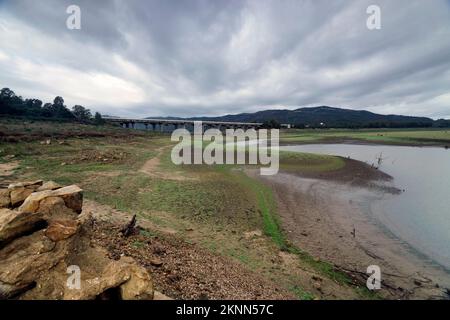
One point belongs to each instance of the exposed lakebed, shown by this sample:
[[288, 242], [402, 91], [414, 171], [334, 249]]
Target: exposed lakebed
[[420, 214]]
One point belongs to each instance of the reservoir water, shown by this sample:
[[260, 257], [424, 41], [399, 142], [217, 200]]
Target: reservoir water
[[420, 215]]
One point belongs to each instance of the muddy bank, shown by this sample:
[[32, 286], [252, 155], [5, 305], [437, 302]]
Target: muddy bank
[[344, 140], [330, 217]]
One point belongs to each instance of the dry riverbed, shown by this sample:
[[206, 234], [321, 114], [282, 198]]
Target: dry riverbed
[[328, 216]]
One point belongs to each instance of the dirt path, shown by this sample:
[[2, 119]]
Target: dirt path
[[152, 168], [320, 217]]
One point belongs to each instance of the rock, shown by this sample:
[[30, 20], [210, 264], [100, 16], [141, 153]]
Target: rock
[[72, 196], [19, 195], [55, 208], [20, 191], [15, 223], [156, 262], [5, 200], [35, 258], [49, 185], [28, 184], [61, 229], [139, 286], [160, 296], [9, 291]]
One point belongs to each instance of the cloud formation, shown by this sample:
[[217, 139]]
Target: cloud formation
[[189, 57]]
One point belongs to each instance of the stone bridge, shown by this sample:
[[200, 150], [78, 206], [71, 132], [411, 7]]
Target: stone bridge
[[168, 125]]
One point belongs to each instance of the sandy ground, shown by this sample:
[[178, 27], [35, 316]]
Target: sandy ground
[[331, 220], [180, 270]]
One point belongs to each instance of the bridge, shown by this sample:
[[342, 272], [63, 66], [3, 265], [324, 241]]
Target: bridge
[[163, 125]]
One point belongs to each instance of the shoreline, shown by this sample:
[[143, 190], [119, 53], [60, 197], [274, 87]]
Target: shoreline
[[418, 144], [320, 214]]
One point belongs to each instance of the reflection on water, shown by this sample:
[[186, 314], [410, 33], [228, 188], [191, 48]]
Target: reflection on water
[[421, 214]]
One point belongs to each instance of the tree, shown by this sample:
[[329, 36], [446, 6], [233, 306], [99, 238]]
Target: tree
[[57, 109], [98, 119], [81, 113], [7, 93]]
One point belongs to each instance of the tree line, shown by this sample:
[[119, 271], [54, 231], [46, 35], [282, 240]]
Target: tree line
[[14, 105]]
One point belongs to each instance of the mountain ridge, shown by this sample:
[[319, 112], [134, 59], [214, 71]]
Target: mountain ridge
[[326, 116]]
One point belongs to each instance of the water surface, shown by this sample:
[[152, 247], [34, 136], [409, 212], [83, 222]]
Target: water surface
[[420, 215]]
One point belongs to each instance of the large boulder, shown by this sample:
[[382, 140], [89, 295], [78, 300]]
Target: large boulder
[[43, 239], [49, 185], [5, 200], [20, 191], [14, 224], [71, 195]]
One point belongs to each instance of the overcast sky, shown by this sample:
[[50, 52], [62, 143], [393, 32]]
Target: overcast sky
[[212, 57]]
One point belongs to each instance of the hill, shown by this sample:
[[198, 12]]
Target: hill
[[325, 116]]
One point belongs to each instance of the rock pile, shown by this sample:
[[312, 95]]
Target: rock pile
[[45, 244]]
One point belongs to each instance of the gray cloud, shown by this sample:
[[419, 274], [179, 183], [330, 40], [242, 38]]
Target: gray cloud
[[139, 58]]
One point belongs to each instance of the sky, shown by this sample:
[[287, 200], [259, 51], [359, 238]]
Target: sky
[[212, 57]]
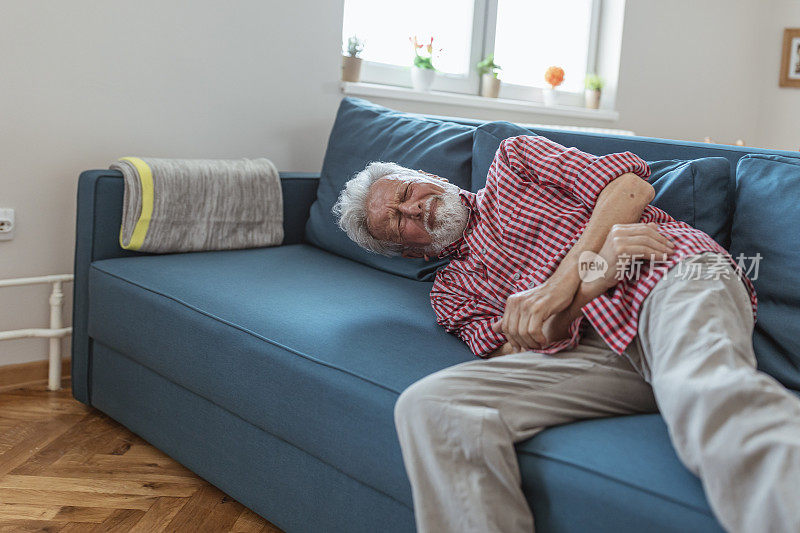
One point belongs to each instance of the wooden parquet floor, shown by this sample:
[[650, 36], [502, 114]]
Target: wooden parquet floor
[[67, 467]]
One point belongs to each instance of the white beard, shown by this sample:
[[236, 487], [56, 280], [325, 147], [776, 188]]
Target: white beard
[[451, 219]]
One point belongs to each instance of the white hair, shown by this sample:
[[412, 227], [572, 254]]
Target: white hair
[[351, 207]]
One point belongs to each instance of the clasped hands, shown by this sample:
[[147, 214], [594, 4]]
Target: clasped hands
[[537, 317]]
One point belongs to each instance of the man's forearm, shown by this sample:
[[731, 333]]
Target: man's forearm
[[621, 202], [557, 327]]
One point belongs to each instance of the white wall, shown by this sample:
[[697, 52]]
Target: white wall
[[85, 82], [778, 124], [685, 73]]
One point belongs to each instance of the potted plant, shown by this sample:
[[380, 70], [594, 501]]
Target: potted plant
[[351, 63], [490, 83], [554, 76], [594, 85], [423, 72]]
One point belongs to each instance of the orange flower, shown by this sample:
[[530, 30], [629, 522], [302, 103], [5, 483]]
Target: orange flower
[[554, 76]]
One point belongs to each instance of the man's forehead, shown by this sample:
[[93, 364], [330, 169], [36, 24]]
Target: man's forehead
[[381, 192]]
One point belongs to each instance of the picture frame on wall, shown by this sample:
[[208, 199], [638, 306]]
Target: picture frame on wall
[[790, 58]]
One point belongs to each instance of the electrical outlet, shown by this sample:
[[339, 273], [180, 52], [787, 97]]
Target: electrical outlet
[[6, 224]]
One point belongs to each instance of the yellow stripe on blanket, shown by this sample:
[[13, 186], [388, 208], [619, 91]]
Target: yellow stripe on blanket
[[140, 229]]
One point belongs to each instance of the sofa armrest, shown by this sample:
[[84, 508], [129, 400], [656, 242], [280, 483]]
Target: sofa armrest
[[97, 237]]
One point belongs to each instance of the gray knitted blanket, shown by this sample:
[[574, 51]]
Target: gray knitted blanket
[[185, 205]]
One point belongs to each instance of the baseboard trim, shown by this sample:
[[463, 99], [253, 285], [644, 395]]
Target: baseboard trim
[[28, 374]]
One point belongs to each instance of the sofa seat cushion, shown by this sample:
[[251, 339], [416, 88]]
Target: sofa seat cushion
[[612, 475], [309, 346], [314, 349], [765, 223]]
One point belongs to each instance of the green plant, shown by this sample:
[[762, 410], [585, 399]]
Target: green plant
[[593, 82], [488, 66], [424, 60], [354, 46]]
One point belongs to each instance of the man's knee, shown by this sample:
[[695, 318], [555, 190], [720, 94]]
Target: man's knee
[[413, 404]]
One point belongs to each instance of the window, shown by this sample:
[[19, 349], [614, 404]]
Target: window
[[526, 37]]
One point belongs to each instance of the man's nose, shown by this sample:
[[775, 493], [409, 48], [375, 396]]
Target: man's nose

What you are asked to do => Each entry should be set down exactly, pictures excluded.

Exercise solution =>
One point belongs to each instance of the exposed lakebed, shown by this sample:
[[288, 242], [402, 91], [414, 171], [334, 249]]
Target: exposed lakebed
[[420, 214]]
One point belongs to each instance of the reservoir water, shown by this sample:
[[260, 257], [424, 41], [399, 142], [217, 200]]
Target: reservoir water
[[420, 215]]
One point belongs to each instance of the muddy bank, shown by this sample:
[[32, 286], [252, 155], [5, 305], [437, 302]]
Target: muddy bank
[[344, 140], [330, 217]]
One point belongs to each instance of the dry riverbed, shown by this sample:
[[206, 234], [321, 114], [282, 198]]
Target: dry riverbed
[[328, 216]]
One point belongs to each instance of the dirt path, shown by this sample:
[[2, 119]]
Target: dirt path
[[152, 168], [320, 217]]
One point belongs to each instance of the rock, shown by this sample:
[[30, 20], [210, 264], [100, 16], [141, 153]]
Target: rock
[[72, 196], [19, 195], [55, 208], [20, 191], [15, 223], [156, 262], [5, 200], [35, 258], [49, 185], [28, 184], [61, 229], [139, 286], [160, 296], [9, 291]]
One point belongs to each instance of the cloud formation, shown by this sample:
[[217, 139]]
Target: cloud formation
[[189, 57]]
One point belongs to each instance of the stone bridge, shown by this sample:
[[200, 150], [78, 206], [71, 132], [411, 7]]
Target: stone bridge
[[168, 125]]
One point belongs to each instance of the sandy ground, shown by this sample:
[[178, 27], [35, 316]]
Target: sandy ground
[[331, 220], [180, 270]]
One point belongs to each instance of the bridge, shown by this sample:
[[342, 272], [63, 66], [3, 265], [324, 241]]
Target: bridge
[[163, 125]]
One point belongs to each instance of the shoreline, shown by this sample:
[[143, 190], [119, 53], [60, 197], [274, 87]]
Target: shoreline
[[418, 144], [320, 214]]
One point belongs to each instance of the reflection on water, shown by this sample:
[[186, 314], [410, 33], [228, 188], [191, 48]]
Target: reflection on water
[[421, 214]]
One point belongs to each instance of the tree, shown by this sample:
[[329, 36], [446, 6], [233, 306], [99, 238]]
Target: tree
[[57, 109], [98, 119], [81, 113], [7, 93]]
One point belongs to each instance of the tree line, shown by this sample:
[[119, 271], [54, 231], [46, 35], [282, 240]]
Target: tree line
[[14, 105]]
One point belongs to each instance of the mountain ridge, shown by this sample:
[[319, 112], [134, 59], [214, 71]]
Target: mountain ridge
[[326, 116]]
One point belongs to each instance of the water surface, shown by this sample:
[[152, 247], [34, 136], [409, 212], [83, 222]]
Target: water surface
[[420, 215]]
One point belongs to each instance of the large boulder, shown by this sample:
[[382, 140], [89, 295], [78, 300]]
Target: large boulder
[[43, 239], [49, 185], [5, 200], [20, 191], [14, 224], [71, 195]]
One point belongs to each instance of the overcast sky, shown by this sample:
[[50, 52], [62, 143], [393, 32]]
Target: overcast sky
[[212, 57]]
One point belongs to each instance of the hill, shown by this sample:
[[198, 12]]
Target: hill
[[325, 116]]
One point belongs to each instance of the rock pile, shown by this sample:
[[312, 95]]
Target: rock pile
[[45, 244]]
One point belongs to each instance of the gray cloud, shown by this sample:
[[419, 274], [179, 183], [330, 40], [242, 38]]
Target: gray cloud
[[139, 58]]
One point belongs to each instance of the sky, shown by this sample:
[[287, 200], [259, 51], [359, 238]]
Target: sky
[[212, 57]]
One point belongs to each instance of the wooden parquet floor, shown by this sample:
[[650, 36], [502, 114]]
Target: wooden parquet floor
[[67, 467]]
One point belongs to each instance of the white beard, shown by this sample:
[[236, 487], [56, 280], [325, 147], [776, 188]]
Target: white beard
[[451, 219]]
One point belongs to each instance of the white hair, shown by this sample:
[[412, 227], [572, 254]]
Target: white hair
[[351, 207]]
One point belongs to each instance of the clasped hands, shown by this sample:
[[147, 214], [594, 4]]
Target: clasped hands
[[537, 317]]
One point belongs to each instance of the man's forearm, shown by this sample:
[[731, 333]]
Target: man's forearm
[[621, 202], [557, 327]]
One point belongs to each instance of the white wall, shown by this sample:
[[697, 52]]
Target: white wall
[[85, 82], [778, 124], [685, 73]]
One point belongs to each instance of the potted plant, shown by this sample:
[[380, 70], [594, 501]]
Target: potted plant
[[351, 63], [490, 83], [554, 76], [594, 85], [423, 72]]
One point belongs to each instance of the orange flower, shown by this sample:
[[530, 30], [629, 522], [302, 103], [5, 483]]
Target: orange flower
[[554, 76]]
One point belongs to each instance of the man's forehead, shown by this sample:
[[93, 364], [330, 169], [36, 24]]
Target: man's forehead
[[381, 192]]
One point belongs to each instance of the picture frame on wall, shown by this sample:
[[208, 199], [638, 306]]
Target: picture frame on wall
[[790, 58]]
One point belongs to each instance of the electrical outlet, shown by this sample:
[[339, 273], [180, 52], [787, 97]]
Target: electrical outlet
[[6, 224]]
One point belongs to each instance of the yellow stripe on blanket, shown by this sample:
[[13, 186], [388, 208], [619, 91]]
Target: yellow stripe on blanket
[[140, 229]]
One point belongs to each instance of the sofa armrest, shown by this sample:
[[84, 508], [129, 400], [656, 242], [280, 483]]
Target: sofa armrest
[[97, 237]]
One point belongs to each instance of the gray knitted blanket, shown by this sample:
[[574, 51]]
Target: gray knitted blanket
[[185, 205]]
One point belongs to each instance of the baseboard trim, shown by this sample:
[[463, 99], [253, 285], [644, 395]]
Target: baseboard trim
[[28, 374]]
One point belongs to each instance of the sofa seat cushion, shown by this sample:
[[251, 339], [416, 88]]
Target: sofa seat cushion
[[612, 475], [309, 346], [314, 349], [765, 223]]
One point belongs to each instance of the green plant, shown by this sample:
[[762, 410], [585, 399]]
Target: green plant
[[593, 82], [488, 66], [424, 60], [354, 46]]
One point belongs to each instance of the man's knee, shown by this sample:
[[695, 318], [555, 190], [720, 94]]
Target: man's knee
[[413, 404]]
One point belongs to each instance of the window, shown by this sample:
[[19, 349], [614, 404]]
Target: window
[[526, 37]]
One point belongs to each instance of the man's nose, shown by this sample:
[[775, 493], [409, 48], [375, 396]]
Target: man's nose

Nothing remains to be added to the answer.